TESTO DA ANALIZZARE:
--------------------------------------------------
I sommersi e i salvati

Leggere i sommersi e i salvati è come ricevere un pugno nello stomaco il cui effetto ti appartiene per sempre, ti lascia senza fiato. È cadere in un baratro senza fine, è una ferita che non si cicatrizza praticamente mai. Leggere i sommersi e i salvati non ha niente a che vedere con il verbo “leggere”, riguarda soprattutto i verbi inorridire, soffrire, dilaniare (corpo e anima) e in seguito sapere, prendere coscienza, cercare di capire l’incapibile, l’inspiegabile.

Come si può capire, come si può spiegare a chi non lo ha vissuto, cosa significhi la violenza quotidiana che subivano i deportati? Primo Levi scrive:" L'inutile crudeltà del pudore violato condiziona l'esistenza di tutti i lager. Le donne di Birkenau raccontano che, una volta conquistata una gamella (grossa scodella di lamiera smaltata), se ne dovevano servire per tre usi distinti: per riscuotere la zuppa quotidiana; per evacuarvi di notte, quando l'accesso alla latrina era vietato; per lavarsi quando c'era acqua ai lavatoi". Sempre lo stesso Levi continua:" Come esempio estremo di violenza si pensi all'empio uso che è stato fatto, attraverso gli esperimenti, del corpo umano come di un oggetto, di una cosa di nessuno, di cui si poteva disporre in modo arbitrario. La gamma di questi esperimenti si estendeva da controlli di nuovi medicamenti su prigionieri inconsapevoli, fino a torture insensate e scientificamente inutili, come quelle svolte a Dachau. Qui, gli individui prescelti venivano sottoposti a lunghi soggiorni in acqua gelida, o introdotti in camere di decompressione in cui si simulava la rarefazione dell'aria a 20mila metri, per stabilire a quale altitudine il sangue umano incomincia a bollire".
--------------------------------------------------
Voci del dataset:

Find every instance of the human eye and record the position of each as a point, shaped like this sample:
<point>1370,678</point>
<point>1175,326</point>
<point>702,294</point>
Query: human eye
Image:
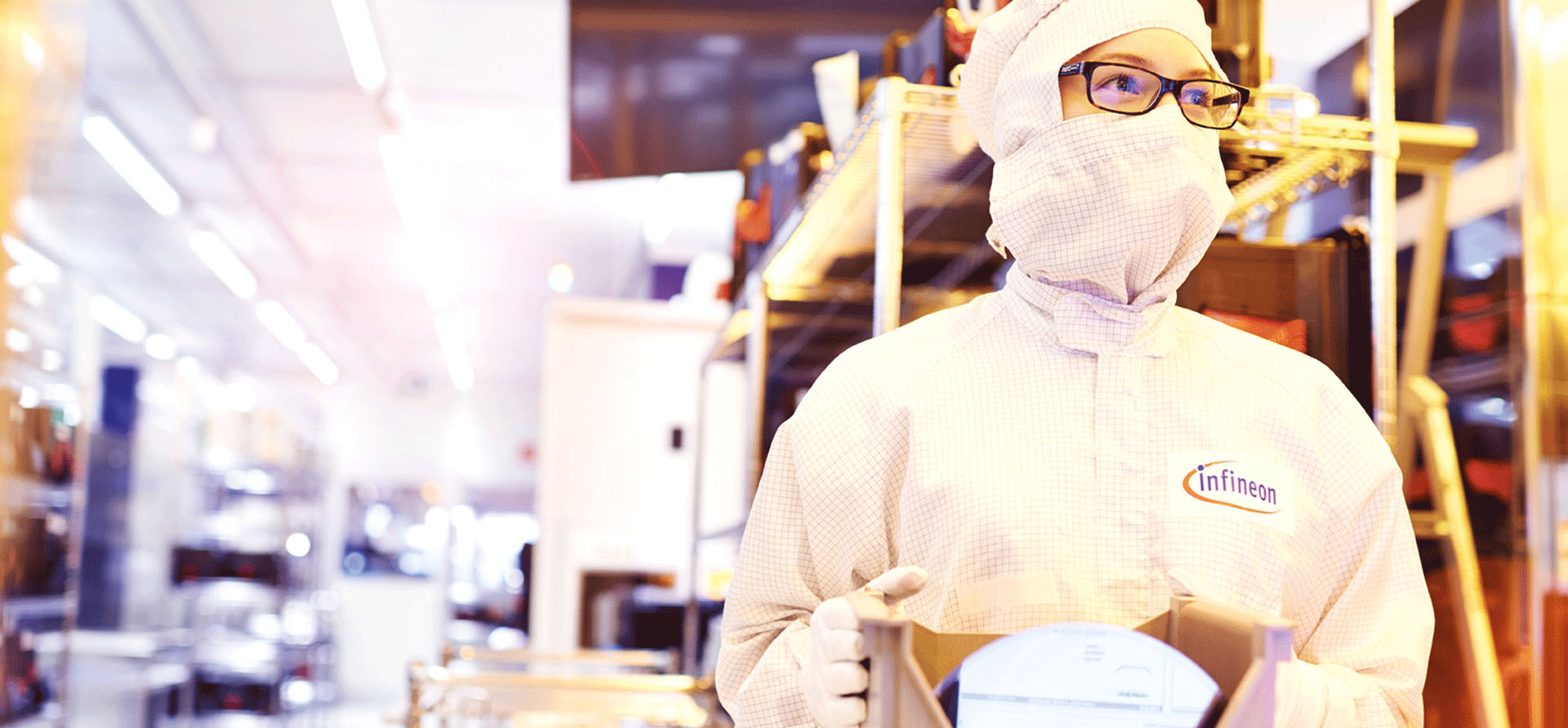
<point>1123,83</point>
<point>1198,95</point>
--------------------------------------------------
COMPITO ASSEGNATO: Trascriva alla lettera il passo del testo su «I sommersi e i salvati» che inizia dalle parole "Leggere i sommersi e i salvati è" e termina dopo le parole "capire l’incapibile, l’inspiegabile.". Le righe del dataset non hanno alcun ruolo in questo esercizio.

RISULTATO DELL'ESERCIZIO:
Leggere i sommersi e i salvati è come ricevere un pugno nello stomaco il cui effetto ti appartiene per sempre, ti lascia senza fiato. È cadere in un baratro senza fine, è una ferita che non si cicatrizza praticamente mai. Leggere i sommersi e i salvati non ha niente a che vedere con il verbo “leggere”, riguarda soprattutto i verbi inorridire, soffrire, dilaniare (corpo e anima) e in seguito sapere, prendere coscienza, cercare di capire l’incapibile, l’inspiegabile.